===== Record list

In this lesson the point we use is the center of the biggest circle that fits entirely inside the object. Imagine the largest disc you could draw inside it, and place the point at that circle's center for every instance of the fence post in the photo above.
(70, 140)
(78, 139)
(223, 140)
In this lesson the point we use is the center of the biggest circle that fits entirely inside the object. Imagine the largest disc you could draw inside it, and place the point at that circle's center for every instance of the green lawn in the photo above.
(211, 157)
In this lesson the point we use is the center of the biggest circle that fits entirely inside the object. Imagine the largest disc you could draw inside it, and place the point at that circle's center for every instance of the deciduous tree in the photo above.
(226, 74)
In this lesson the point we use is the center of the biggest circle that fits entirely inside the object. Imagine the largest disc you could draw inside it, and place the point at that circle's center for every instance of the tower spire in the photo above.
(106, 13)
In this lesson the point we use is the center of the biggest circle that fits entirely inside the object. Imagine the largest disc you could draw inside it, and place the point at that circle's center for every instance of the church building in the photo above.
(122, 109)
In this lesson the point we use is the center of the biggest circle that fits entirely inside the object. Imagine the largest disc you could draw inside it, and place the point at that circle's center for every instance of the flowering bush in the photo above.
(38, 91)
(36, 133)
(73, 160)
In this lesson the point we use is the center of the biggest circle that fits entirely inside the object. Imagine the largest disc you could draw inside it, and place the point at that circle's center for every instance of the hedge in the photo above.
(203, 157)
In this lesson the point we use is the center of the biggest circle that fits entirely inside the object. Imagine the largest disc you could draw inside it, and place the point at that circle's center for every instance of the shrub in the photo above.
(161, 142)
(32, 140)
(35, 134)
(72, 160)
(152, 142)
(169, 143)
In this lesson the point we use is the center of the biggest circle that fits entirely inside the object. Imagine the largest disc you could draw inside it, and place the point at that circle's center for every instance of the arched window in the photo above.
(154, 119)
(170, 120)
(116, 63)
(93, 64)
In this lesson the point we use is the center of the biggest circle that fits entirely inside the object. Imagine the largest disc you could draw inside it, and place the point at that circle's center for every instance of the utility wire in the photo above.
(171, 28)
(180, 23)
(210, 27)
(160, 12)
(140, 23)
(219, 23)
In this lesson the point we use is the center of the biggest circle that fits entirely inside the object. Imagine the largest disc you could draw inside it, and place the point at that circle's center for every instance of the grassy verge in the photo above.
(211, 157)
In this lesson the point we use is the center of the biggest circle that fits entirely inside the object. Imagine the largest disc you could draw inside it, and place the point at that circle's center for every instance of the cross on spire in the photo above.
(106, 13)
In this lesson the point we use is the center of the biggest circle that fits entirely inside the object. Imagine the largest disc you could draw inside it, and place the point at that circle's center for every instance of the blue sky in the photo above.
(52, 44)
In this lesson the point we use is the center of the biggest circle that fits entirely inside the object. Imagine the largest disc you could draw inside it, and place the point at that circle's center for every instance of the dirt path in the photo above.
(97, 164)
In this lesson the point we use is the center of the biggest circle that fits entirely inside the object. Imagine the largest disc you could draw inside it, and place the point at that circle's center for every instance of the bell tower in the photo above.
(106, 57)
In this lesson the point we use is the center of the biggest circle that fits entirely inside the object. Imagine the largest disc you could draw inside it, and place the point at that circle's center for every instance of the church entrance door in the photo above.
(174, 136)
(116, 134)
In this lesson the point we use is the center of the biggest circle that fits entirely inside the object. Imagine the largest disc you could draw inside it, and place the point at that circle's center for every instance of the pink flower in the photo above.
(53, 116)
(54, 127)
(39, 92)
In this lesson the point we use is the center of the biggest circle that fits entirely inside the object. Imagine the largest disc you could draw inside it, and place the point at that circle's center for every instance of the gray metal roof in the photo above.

==========

What needs to be done:
Put every line of the listing above into a JSON list of strings, with one string per line and any blank lines left out.

Solution to this problem:
[
  "In this lesson the point we use is the center of the biggest circle that fits entirely inside the object. Imagine the largest disc you could draw inside it, and place the point at that circle's center for every instance of the fence post in the photo above.",
  "(70, 140)",
  "(78, 139)",
  "(223, 140)",
  "In this lesson the point we use is the center of the biggest circle that fits entirely inside the object. Imagine the largest disc you could draw inside it, and place the point at that circle's center for every instance of the green lawn in the photo above.",
  "(211, 157)",
  "In this lesson the point we use is the center of the biggest circle that fits entirely inside the object. Imagine the largest disc you could draw inside it, and place the point at that circle's center for every instance of the deciduous tree in the photo above.",
  "(226, 74)",
  "In this lesson the point we use is the center of the biggest circle that fits entirely inside the object. Imagine the largest disc you could draw inside it, and place the point at that circle's center for every instance of the tower spire in the photo above.",
  "(106, 13)",
  "In this lesson the point we use is the center of the biggest circle that fits entirely inside the object. Imagine the largest disc you could draw inside it, and place the point at that circle's center for every instance of the church building in the photo above.",
  "(122, 109)",
  "In this lesson the point we use is the center of the biggest circle that fits entirely inside the object. Imagine the largest disc you could draw inside it, and place the point at that circle's center for every instance of the flowering bush in the photo above.",
  "(38, 91)",
  "(36, 133)",
  "(73, 160)",
  "In this lesson the point we use is the center of the biggest circle that fits entirely inside the object. Imagine the largest disc you could draw inside it, and place the point at that circle's center for every instance of the hedge in the photo above.",
  "(203, 157)",
  "In this lesson the point we use is the center of the biggest circle that fits entirely inside the object. Imagine the largest disc you could draw inside it, and place the point at that circle's center for every instance of the shrub in the photo above.",
  "(161, 142)",
  "(32, 140)",
  "(35, 134)",
  "(72, 160)",
  "(152, 142)",
  "(169, 143)",
  "In this lesson the point we use is the center of the biggest circle that fits entirely inside the object. Imagine the largest disc you could draw inside it, and place the point at that circle's center for every instance of the arched window in the photo above.",
  "(154, 119)",
  "(170, 120)",
  "(116, 63)",
  "(93, 64)",
  "In this lesson the point we use is the center of the biggest circle that fits entirely inside the object. Imagine the largest disc you could draw inside it, and place the point at that circle's center for every instance of the utility wire in the photo above.",
  "(171, 28)",
  "(180, 23)",
  "(210, 27)",
  "(160, 12)",
  "(140, 23)",
  "(219, 23)",
  "In this lesson the point we use is the center of the biggest circle that fits entirely inside the object. Imagine the largest disc you could draw inside it, and place the point at that circle's center for every instance of the grassy verge in the photo above.",
  "(211, 157)",
  "In this lesson the point we use is the center of the biggest circle that fits entirely inside the object. Imagine the largest disc you could draw inside it, and place the point at that circle's center for every instance of the cross on spire in the photo above.",
  "(106, 13)",
  "In this lesson the point we use is the center of the biggest circle that fits entirely inside the object. Imagine the largest disc you could draw inside it, and place the point at that circle's center for every instance of the blue sky in the photo above.",
  "(52, 44)",
  "In this lesson the point we use is the center of the biggest circle that fits entirely inside the object. Imagine the largest disc you could draw inside it, and place the point at that circle's center for every instance of the dirt path in the photo above.",
  "(97, 164)",
  "In this lesson the point we use is the center of the biggest circle that fits entirely inside the object. Imagine the largest disc you could draw inside it, and place the point at that circle's center for every instance of the bell tower in the photo above.",
  "(106, 57)",
  "In this lesson the point we use is the center of the biggest circle that fits entirely inside the object. Imagine the largest disc you could draw inside it, and place the point at that circle's center for every instance of the church entrance door in the photo above.",
  "(174, 136)",
  "(116, 134)",
  "In this lesson the point we use is the center of the biggest circle that fits entirely inside the object. Imagine the largest disc you could draw inside it, and place the point at that circle's center for every instance of the pink flower in the photo above.",
  "(53, 116)",
  "(54, 127)",
  "(39, 92)",
  "In this lesson the point we use is the center of the biggest circle that fits entirely inside the object. Imagine the largest disc you could draw inside it, and place the point at that circle's center for every instance of the gray metal roof in the photo above."
]